START Selected excerpt

Hopefully they will be of interest to you. Comments are invited.
1. Content is not king
Telegraphic abstract: The current preoccupation with content
is a distraction. Both currently and historically, people have
been willing to pay far more for point-to-point communication
than for content. This suggests that content delivery will
play a secondary role on the Internet.
2. Internet pricing and the history of communications
Telegraphic abstract: There are repeating patterns in the
histories of communication technologies, including ordinary mail,
the telegraph, the telephone, and the Internet. In particular,
the typical story for each service is that quality rises, prices
decrease, and usage increases to produce increased total revenues.
At the same time, prices become simpler. The historical analogies
of this paper suggest that the Internet will evolve in a similar
way, towards simplicity. The schemes that aim to provide
differentiated service levels and sophisticated pricing schemes
are unlikely to be widely adopted.

END Selected excerpt
START Information shown

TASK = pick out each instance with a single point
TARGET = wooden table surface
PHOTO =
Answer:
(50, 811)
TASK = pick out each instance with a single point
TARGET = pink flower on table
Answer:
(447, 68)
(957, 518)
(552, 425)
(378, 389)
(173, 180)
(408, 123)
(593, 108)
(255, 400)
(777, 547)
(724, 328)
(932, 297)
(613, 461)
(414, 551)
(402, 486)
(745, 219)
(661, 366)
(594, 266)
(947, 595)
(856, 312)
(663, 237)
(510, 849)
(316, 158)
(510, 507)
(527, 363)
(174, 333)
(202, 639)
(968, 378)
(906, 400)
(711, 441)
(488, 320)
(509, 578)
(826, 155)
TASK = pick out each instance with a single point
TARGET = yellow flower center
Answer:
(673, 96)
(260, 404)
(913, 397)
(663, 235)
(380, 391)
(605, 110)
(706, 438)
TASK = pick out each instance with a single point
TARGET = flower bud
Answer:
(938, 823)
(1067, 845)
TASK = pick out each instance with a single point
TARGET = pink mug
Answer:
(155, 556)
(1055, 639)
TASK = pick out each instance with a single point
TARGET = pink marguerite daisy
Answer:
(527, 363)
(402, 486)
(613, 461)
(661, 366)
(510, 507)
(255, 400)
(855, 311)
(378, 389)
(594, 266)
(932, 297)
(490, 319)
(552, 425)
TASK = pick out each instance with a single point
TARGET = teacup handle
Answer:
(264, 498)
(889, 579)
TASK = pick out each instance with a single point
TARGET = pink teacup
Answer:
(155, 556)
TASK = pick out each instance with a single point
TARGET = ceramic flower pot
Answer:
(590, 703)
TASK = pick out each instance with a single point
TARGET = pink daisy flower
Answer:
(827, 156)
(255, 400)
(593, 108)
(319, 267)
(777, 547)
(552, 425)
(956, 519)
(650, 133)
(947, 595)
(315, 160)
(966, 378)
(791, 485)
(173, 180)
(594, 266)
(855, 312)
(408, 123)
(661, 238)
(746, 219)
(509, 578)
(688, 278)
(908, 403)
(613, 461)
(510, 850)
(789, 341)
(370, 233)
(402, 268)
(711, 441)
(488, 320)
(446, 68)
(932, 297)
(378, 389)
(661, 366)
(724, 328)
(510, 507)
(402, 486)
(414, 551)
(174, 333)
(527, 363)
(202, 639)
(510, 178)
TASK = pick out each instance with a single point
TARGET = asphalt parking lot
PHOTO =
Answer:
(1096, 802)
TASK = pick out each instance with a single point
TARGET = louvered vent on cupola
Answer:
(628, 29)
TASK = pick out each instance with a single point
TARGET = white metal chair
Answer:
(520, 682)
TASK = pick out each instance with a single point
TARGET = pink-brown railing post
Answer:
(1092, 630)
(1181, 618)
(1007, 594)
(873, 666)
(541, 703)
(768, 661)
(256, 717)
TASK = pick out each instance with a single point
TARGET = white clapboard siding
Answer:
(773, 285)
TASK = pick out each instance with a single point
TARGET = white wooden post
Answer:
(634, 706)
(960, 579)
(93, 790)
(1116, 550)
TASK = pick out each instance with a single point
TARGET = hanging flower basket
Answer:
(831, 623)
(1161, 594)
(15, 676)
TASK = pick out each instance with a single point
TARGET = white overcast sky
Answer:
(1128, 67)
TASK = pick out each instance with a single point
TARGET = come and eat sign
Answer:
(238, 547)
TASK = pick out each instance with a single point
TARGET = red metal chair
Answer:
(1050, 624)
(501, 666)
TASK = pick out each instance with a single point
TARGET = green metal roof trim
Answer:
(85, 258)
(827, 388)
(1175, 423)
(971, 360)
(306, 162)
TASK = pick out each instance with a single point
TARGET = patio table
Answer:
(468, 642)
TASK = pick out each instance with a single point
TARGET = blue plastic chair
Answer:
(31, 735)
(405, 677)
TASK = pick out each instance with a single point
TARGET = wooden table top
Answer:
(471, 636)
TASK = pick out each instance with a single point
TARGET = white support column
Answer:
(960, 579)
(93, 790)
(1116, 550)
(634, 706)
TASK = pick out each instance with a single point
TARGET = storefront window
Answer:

END Information shown

→ Short exercise
Write the next part of the abstracts on Internet content and pricing, beginning right after the sentence that ends "unlikely to be widely adopted." The rows come from a separate source unrelated to the abstracts on Internet content and pricing.

→ Solved exercise
Both of the above two papers are essentially extended abstracts,
drawn from a more detailed work:
3. The history of communications and its implications for the Internet
Telegraphic abstract: There are repeating patterns in the histories
of communication technologies, including ordinary mail, the telegraph,
the telephone, and the Internet. The goal of this work is to draw
lessons from the evolution of all these services. Little attention
is paid to technology as such, since that has changed radically many
times. Instead, the stress is on the steady growth in volume of
communication, the evolution in the type of traffic sent, the
qualitative change this growth produces in how people treat
communication, and the evolution of pricing. The focus is on the
user, and in particular on how quality and price differentiation
have been used by service providers to influence consumer behavior,
and how consumers have reacted.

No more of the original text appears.